- Compito da svolgere
Riscrivi il brano fornito da "TOMMASO, L’ENTE E" a "nelle diverse realtà.", sostituendo "filosofi" con "pensatori".

- Brano fornito
+ + + + + + +

TOMMASO, L’ENTE E L’ESSENZA
[De ente et essentia ]
Vi è una realtà, e cioè Dio, la cui essenza è lo stesso suo essere; per questa ragione alcuni filosofi dicono che Dio non possiede quiddità o essenza, perché la sua essenza non rientra in un genere, perché tutto ciò che rientra in un genere ha necessariamente la quiddità distinta dal suo essere; infatti la quiddità o natura del genere o della specie non è diversa, quanto al significato della natura, in quelle realtà di cui è genere o specie; laddove l’essere è diverso nelle diverse realtà.
D’altra parte, se diciamo che Dio è essere soltanto, non cadiamo necessariamente nell’errore di coloro i quali dissero che Dio è quell’essere universale con cui è costituita formalmente ciascuna realtà. Infatti quell’essere, che è Dio, è tale che non possa ammettere alcuna aggiunta; conseguentemente, proprio in base alla sua stessa purezza, è un essere distinto da ogni altro essere. Perciò nel commento della IX Proposizione del Libro sulle Cause si dice che l’individuazione della Causa Prima, che è essere soltanto, si ha mediante la sua pura bontà. Invece l’essere comune, come nel suo concetto non include alcuna aggiunta, cosí neppure include nel suo concetto l’espulsione di un’aggiunta; perché, se cosí fosse, non si potrebbe pensare alcuna realtà, in cui fare un’aggiunta all’essere.

+ + + + + + +

- Dati forniti
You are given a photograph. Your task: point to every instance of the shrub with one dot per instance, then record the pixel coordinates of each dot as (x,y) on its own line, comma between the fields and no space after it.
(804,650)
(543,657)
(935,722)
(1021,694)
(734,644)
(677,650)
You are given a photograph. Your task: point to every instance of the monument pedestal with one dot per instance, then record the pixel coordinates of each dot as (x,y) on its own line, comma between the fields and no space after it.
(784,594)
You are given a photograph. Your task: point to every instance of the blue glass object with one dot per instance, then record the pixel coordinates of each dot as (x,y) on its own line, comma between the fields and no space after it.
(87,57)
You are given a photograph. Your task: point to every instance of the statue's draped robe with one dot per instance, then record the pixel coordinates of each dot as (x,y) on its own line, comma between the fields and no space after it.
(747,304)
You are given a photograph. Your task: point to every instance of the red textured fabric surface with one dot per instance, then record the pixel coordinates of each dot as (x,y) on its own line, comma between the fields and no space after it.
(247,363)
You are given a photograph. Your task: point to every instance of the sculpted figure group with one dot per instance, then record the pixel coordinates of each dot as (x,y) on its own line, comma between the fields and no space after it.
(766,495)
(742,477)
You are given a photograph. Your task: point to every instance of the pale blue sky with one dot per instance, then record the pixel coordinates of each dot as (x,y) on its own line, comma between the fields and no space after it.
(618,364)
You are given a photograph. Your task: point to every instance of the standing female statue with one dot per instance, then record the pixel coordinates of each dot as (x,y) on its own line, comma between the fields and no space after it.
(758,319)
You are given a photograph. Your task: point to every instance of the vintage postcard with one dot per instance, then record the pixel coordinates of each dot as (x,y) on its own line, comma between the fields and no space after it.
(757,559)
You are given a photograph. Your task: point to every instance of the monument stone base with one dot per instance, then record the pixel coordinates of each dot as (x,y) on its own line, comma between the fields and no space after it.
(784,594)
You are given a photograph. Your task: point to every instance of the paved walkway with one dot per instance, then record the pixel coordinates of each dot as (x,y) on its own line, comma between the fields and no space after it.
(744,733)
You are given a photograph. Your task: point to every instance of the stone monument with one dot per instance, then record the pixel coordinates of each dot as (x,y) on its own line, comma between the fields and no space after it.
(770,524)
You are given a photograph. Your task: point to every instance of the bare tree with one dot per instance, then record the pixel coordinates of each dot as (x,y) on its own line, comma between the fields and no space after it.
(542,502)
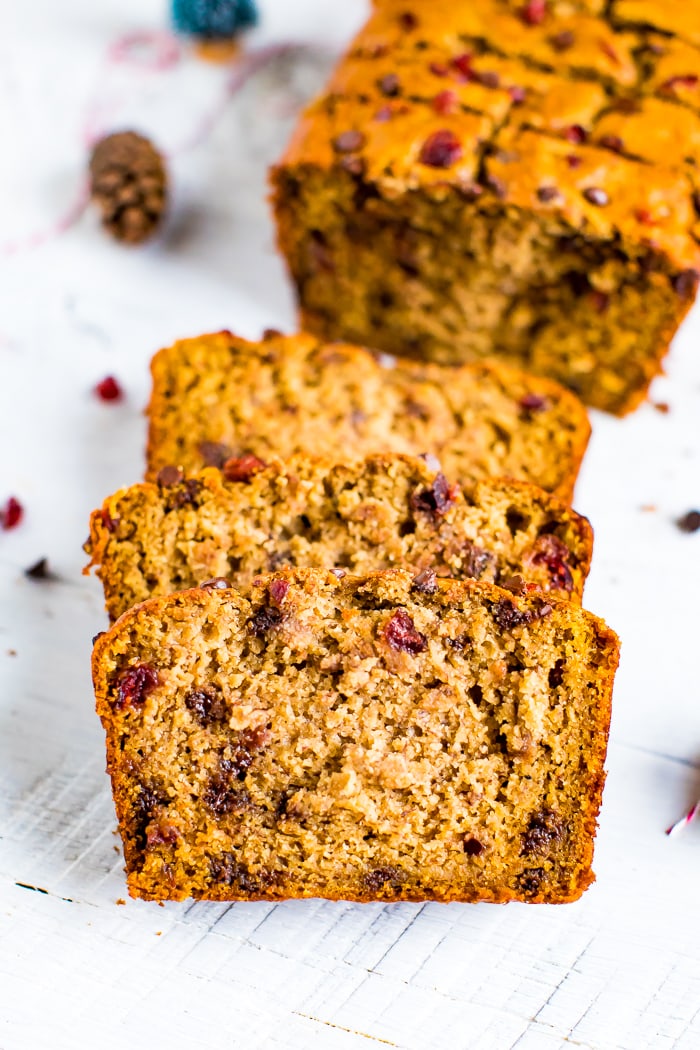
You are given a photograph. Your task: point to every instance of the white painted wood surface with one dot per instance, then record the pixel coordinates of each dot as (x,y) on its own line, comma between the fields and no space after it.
(78,967)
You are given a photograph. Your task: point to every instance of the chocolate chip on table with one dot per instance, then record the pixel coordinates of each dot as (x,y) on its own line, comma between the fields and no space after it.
(169,476)
(596,196)
(401,634)
(690,522)
(40,570)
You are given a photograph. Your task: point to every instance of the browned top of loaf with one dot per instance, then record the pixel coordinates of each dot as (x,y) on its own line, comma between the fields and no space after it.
(219,396)
(385,511)
(591,118)
(358,739)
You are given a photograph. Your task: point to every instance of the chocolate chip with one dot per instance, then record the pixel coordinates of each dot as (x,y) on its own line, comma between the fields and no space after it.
(389,84)
(169,476)
(40,570)
(690,522)
(214,454)
(442,149)
(684,284)
(473,847)
(347,142)
(401,634)
(425,582)
(596,195)
(563,41)
(547,193)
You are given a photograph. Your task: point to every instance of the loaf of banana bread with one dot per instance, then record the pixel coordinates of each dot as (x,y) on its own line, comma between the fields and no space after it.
(518,177)
(218,397)
(385,511)
(363,738)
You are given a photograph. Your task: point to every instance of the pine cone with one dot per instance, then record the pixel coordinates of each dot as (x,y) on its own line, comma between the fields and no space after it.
(129,184)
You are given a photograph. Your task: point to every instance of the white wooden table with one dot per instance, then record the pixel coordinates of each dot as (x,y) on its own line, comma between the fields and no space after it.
(78,966)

+ + + + + + +

- Risposta svolta
TOMMASO, L’ENTE E L’ESSENZA
[De ente et essentia ]
Vi è una realtà, e cioè Dio, la cui essenza è lo stesso suo essere; per questa ragione alcuni pensatori dicono che Dio non possiede quiddità o essenza, perché la sua essenza non rientra in un genere, perché tutto ciò che rientra in un genere ha necessariamente la quiddità distinta dal suo essere; infatti la quiddità o natura del genere o della specie non è diversa, quanto al significato della natura, in quelle realtà di cui è genere o specie; laddove l’essere è diverso nelle diverse realtà.